## INSTRUCTIONS FOR THE TASK
Output the material beneath exactly, leaving nothing out.

○ ○ ○ ○ ○ ○ ○

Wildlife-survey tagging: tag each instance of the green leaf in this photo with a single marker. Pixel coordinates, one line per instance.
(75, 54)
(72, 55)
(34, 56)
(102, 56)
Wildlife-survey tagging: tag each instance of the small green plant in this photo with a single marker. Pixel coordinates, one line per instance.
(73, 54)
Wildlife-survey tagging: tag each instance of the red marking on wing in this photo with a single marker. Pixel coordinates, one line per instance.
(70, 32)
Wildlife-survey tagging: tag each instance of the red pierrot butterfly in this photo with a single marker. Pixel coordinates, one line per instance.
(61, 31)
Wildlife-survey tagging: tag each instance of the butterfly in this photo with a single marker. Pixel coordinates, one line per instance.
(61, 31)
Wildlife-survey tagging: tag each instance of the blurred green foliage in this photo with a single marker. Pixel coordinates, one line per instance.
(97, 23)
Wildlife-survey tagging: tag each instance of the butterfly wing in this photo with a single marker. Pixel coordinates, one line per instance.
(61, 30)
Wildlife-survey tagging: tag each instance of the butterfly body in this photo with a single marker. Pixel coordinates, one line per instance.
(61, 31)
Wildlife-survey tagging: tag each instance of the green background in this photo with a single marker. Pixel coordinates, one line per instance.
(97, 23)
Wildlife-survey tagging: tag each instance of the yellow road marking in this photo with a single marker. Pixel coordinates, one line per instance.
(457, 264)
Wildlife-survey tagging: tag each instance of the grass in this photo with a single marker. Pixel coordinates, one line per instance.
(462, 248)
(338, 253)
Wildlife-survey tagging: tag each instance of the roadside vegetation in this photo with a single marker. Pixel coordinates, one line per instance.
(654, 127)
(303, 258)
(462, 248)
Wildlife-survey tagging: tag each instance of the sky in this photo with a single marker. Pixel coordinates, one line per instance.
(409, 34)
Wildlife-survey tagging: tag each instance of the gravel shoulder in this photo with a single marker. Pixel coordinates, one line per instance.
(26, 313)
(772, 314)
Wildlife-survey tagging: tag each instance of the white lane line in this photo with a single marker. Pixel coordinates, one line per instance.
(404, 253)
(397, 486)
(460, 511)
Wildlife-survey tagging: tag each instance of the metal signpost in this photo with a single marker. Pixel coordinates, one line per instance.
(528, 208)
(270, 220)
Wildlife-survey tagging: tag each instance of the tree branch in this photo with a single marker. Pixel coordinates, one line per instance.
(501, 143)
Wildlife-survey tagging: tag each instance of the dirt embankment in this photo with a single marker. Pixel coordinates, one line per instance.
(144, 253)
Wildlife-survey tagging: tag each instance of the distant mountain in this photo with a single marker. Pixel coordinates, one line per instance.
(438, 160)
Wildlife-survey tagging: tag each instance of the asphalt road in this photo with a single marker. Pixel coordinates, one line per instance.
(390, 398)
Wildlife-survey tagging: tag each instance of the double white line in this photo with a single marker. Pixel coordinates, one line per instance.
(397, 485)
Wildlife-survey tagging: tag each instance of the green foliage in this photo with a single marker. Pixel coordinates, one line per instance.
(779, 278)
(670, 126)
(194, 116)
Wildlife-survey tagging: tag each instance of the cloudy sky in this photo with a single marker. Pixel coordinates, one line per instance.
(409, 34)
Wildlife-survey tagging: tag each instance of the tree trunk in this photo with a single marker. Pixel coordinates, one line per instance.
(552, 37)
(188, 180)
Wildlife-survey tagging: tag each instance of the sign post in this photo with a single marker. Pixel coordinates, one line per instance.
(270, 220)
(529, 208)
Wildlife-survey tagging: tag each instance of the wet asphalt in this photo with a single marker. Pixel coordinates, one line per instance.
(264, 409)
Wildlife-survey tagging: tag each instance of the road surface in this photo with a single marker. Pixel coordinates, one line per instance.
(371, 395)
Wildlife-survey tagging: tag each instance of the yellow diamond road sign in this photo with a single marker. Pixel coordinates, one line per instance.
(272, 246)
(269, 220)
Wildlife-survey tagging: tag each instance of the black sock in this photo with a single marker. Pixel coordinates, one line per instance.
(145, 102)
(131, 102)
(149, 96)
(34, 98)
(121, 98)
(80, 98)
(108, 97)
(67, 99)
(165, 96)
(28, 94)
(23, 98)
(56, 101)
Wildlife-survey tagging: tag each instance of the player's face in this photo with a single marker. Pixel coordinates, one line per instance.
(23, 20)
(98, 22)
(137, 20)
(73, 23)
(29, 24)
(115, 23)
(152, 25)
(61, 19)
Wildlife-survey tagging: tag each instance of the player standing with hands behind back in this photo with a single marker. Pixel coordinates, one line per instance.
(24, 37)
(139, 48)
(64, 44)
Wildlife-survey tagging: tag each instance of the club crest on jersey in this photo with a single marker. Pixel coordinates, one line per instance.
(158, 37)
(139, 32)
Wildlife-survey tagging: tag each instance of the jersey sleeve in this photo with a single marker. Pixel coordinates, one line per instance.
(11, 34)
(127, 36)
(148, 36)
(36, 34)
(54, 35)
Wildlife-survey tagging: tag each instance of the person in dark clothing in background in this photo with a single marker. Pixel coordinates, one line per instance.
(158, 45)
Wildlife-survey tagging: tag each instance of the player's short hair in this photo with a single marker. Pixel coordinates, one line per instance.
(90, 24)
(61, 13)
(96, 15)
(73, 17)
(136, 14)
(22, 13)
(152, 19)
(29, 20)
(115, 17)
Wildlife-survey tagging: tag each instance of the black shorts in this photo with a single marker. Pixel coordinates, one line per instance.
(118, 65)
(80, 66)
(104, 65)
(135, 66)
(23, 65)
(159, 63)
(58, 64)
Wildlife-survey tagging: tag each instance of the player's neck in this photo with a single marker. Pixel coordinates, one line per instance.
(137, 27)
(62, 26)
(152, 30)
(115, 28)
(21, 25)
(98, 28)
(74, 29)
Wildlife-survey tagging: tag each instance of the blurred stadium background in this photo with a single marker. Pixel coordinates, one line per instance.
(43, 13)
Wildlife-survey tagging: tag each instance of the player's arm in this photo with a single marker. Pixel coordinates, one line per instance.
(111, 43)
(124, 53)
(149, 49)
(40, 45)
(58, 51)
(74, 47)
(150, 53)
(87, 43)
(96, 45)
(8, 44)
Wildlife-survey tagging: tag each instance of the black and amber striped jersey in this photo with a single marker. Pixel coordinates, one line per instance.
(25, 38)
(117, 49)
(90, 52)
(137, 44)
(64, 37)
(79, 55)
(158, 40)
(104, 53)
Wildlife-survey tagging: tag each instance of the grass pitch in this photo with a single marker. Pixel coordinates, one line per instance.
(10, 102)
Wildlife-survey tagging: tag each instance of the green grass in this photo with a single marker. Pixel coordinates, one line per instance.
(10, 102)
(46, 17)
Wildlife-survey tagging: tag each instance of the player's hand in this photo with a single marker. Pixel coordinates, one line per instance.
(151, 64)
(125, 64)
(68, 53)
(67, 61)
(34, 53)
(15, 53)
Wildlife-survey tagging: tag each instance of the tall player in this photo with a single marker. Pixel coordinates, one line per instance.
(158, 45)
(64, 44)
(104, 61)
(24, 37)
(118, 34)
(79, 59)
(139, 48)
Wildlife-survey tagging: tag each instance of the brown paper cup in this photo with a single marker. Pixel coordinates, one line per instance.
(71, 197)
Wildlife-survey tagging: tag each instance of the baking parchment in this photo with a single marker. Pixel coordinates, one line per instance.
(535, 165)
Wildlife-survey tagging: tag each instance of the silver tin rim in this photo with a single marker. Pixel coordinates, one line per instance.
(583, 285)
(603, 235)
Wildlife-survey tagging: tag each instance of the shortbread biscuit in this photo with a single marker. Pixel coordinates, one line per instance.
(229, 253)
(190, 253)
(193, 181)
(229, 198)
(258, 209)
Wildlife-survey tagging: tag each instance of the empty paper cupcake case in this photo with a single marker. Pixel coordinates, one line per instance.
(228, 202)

○ ○ ○ ○ ○ ○ ○

## EXERCISE RESPONSE
Wildlife-survey tagging: tag each instance of the green leaf in this photo with a single marker. Pixel coordinates, one line per instance.
(75, 54)
(72, 55)
(34, 56)
(102, 56)
Wildlife-survey tagging: tag each instance of the small green plant in this photo with a single marker. Pixel coordinates, one line per instance.
(73, 54)
Wildlife-survey tagging: tag each instance of the red marking on wing in this photo with a single marker. Pixel coordinates, one line per instance.
(70, 32)
Wildlife-survey tagging: tag each instance of the red pierrot butterfly in this photo with a single marker. Pixel coordinates, one line per instance.
(61, 31)
Wildlife-survey tagging: tag each instance of the butterfly in this photo with a single marker. Pixel coordinates, one line per instance.
(61, 31)
Wildlife-survey tagging: tag each instance of the blurred green foliage in this photo with a single marker. Pixel coordinates, one line per instance.
(97, 23)
Wildlife-survey tagging: tag each instance of the butterfly wing in this photo with a single marker. Pixel coordinates, one line per instance.
(61, 30)
Wildlife-survey tagging: tag each instance of the butterfly body in this photo with a single marker. Pixel coordinates, one line per instance.
(61, 31)
Wildlife-survey tagging: tag each instance of the green background in this photo with a single marker. Pixel coordinates, one line per instance.
(97, 23)
Wildlife-survey tagging: tag each instance of the yellow road marking in this photo with a single marker. Pixel coordinates, one line per instance.
(457, 264)
Wildlife-survey tagging: tag each instance of the grass in this photo with a single marker. Pixel coordinates, one line per instance.
(462, 248)
(338, 253)
Wildlife-survey tagging: tag each instance of the roadside vegetation in this photo with a single marker. Pixel coordinates, one line per instance.
(654, 127)
(303, 258)
(462, 248)
Wildlife-survey tagging: tag each instance of the sky in this photo with a single marker. Pixel coordinates, one line per instance.
(409, 34)
Wildlife-survey tagging: tag each instance of the gravel shoulder in this photo with a single marker. Pixel coordinates, one line per instance.
(26, 313)
(772, 314)
Wildlife-survey tagging: tag each instance of the white lane line in this photo with a single marker. Pixel coordinates, one line per instance.
(404, 253)
(397, 486)
(460, 511)
Wildlife-survey tagging: tag each instance of the metal signpost in this photo with a single marker. Pixel coordinates, one line per instance.
(528, 208)
(270, 220)
Wildlife-survey tagging: tag each instance of the tree branch in this photo with a single marker. Pixel coordinates, one line per instance.
(501, 143)
Wildlife-survey tagging: tag each instance of the dirt embankment in this photo with a single marker. Pixel coordinates, one line per instance.
(144, 253)
Wildlife-survey tagging: tag each instance of the distant mountain in this photo with a single marker. Pixel coordinates, one line per instance.
(438, 160)
Wildlife-survey tagging: tag each instance of the asphalt road in this photo with a single marker. Pixel coordinates, one line per instance.
(390, 398)
Wildlife-survey tagging: tag each instance of the double white line in this photo with a single marker. Pixel coordinates, one line per instance.
(397, 485)
Wildlife-survey tagging: tag each instance of the green foliage in this photo with a single marker. Pixel coordinates, one line per instance.
(779, 278)
(670, 126)
(194, 116)
Wildlife-survey tagging: tag each instance of the cloudy sky in this photo with a single marker. Pixel coordinates, one line per instance.
(409, 34)
Wildlife-survey tagging: tag each instance of the tree trunk in this photo with a single marker. Pixel coordinates, one line per instance.
(552, 37)
(188, 180)
Wildlife-survey tagging: tag each instance of the sign post in this photo with a single marker. Pixel coordinates, one line per instance.
(270, 220)
(529, 208)
Wildlife-survey tagging: tag each instance of the wet asphalt in this photo with a single marker. Pixel coordinates, one line per instance.
(264, 409)
Wildlife-survey tagging: tag each instance of the road surface in this photo with a single marker. Pixel coordinates, one line per instance.
(371, 395)
Wildlife-survey tagging: tag each instance of the yellow diamond road sign in this photo with a single marker. Pixel coordinates, one line per instance.
(272, 246)
(269, 220)
Wildlife-survey tagging: tag each instance of the black sock in this photo with a single marker. Pixel coordinates, one line per instance.
(145, 102)
(131, 102)
(149, 96)
(34, 98)
(121, 98)
(80, 98)
(108, 97)
(67, 99)
(165, 96)
(28, 94)
(23, 98)
(56, 101)
Wildlife-survey tagging: tag each instance of the player's face in this photo with a single marker. Pixel coordinates, one line per instance.
(23, 20)
(98, 22)
(137, 20)
(73, 23)
(29, 24)
(115, 23)
(152, 25)
(61, 19)
Wildlife-survey tagging: tag each instance of the player standing with hands behind back in this photo with a single marker. Pixel coordinates, one line per instance.
(24, 37)
(139, 48)
(64, 44)
Wildlife-survey tagging: tag each instance of the club crest on jersey in this photo with a single marker. Pixel coordinates, one line per instance.
(158, 37)
(139, 32)
Wildlife-survey tagging: tag each instance of the jersey sleeve in this photo with a single marker. Pixel coordinates, one line per instance.
(11, 34)
(127, 36)
(148, 36)
(36, 34)
(54, 35)
Wildlife-survey tagging: tag each instance of the person in dark clothing in background in this photo with a single marker. Pixel coordinates, one line per instance.
(158, 45)
Wildlife-survey tagging: tag each instance of the player's short hair in this photo with a single marker. Pixel coordinates, one line per instance.
(90, 24)
(61, 13)
(96, 15)
(73, 17)
(136, 14)
(22, 13)
(152, 19)
(29, 20)
(115, 17)
Wildlife-survey tagging: tag each instance of the black shorts in this photo with a single marker. Pixel coordinates, one line per instance.
(118, 65)
(80, 66)
(104, 65)
(135, 66)
(23, 65)
(159, 63)
(58, 64)
Wildlife-survey tagging: tag each instance of the player's neck in this photo with a single marker. Pixel coordinates, one line per instance.
(137, 27)
(62, 26)
(152, 30)
(115, 28)
(21, 25)
(98, 28)
(74, 29)
Wildlife-survey tagging: tag each instance of the blurred stadium background in this photo with a single marker. Pixel coordinates, one line per instance.
(43, 13)
Wildlife-survey tagging: tag each instance of the player's arm in this photo with a single marker. Pixel coordinates, one line per instance.
(111, 43)
(124, 53)
(149, 49)
(40, 45)
(58, 51)
(74, 47)
(150, 53)
(87, 43)
(96, 45)
(8, 44)
Wildlife-survey tagging: tag each instance of the black and amber striped jersey in this photo with a single marker. Pixel coordinates, one line per instance.
(25, 38)
(117, 49)
(90, 52)
(137, 44)
(64, 37)
(79, 55)
(158, 40)
(104, 53)
Wildlife-survey tagging: tag each instance of the grass pitch in this photo with a single marker. Pixel coordinates, one line per instance.
(10, 102)
Wildlife-survey tagging: tag each instance of the green grass in this photo with a single marker. Pixel coordinates, one line per instance.
(10, 102)
(46, 17)
Wildlife-survey tagging: tag each instance of the player's hand in this photo with a single marker. Pixel coordinates, one line per instance.
(151, 64)
(125, 64)
(68, 53)
(67, 61)
(34, 53)
(15, 53)
Wildlife-survey tagging: tag each instance of the tall player in this photo with a single marker. Pixel coordinates, one line per instance.
(158, 45)
(64, 44)
(104, 61)
(24, 37)
(118, 34)
(79, 59)
(139, 48)
Wildlife-survey tagging: tag each instance of the brown paper cup in this photo with a single marker. Pixel coordinates, one line per instance.
(71, 197)
Wildlife-survey tagging: tag each instance of the baking parchment in this photo with a single marker. Pixel coordinates, one line per instance.
(535, 165)
Wildlife-survey tagging: tag each instance of the silver tin rim in this photo with a single marker. Pixel coordinates, one line per instance.
(583, 285)
(603, 235)
Wildlife-survey tagging: tag each instance of the shortbread biscuit in this photo with a single marker. Pixel coordinates, one line per instance.
(229, 253)
(190, 253)
(193, 181)
(229, 198)
(258, 209)
Wildlife-survey tagging: tag each instance of the empty paper cupcake case in this photo with a single marker. Pixel coordinates, one line per instance.
(228, 202)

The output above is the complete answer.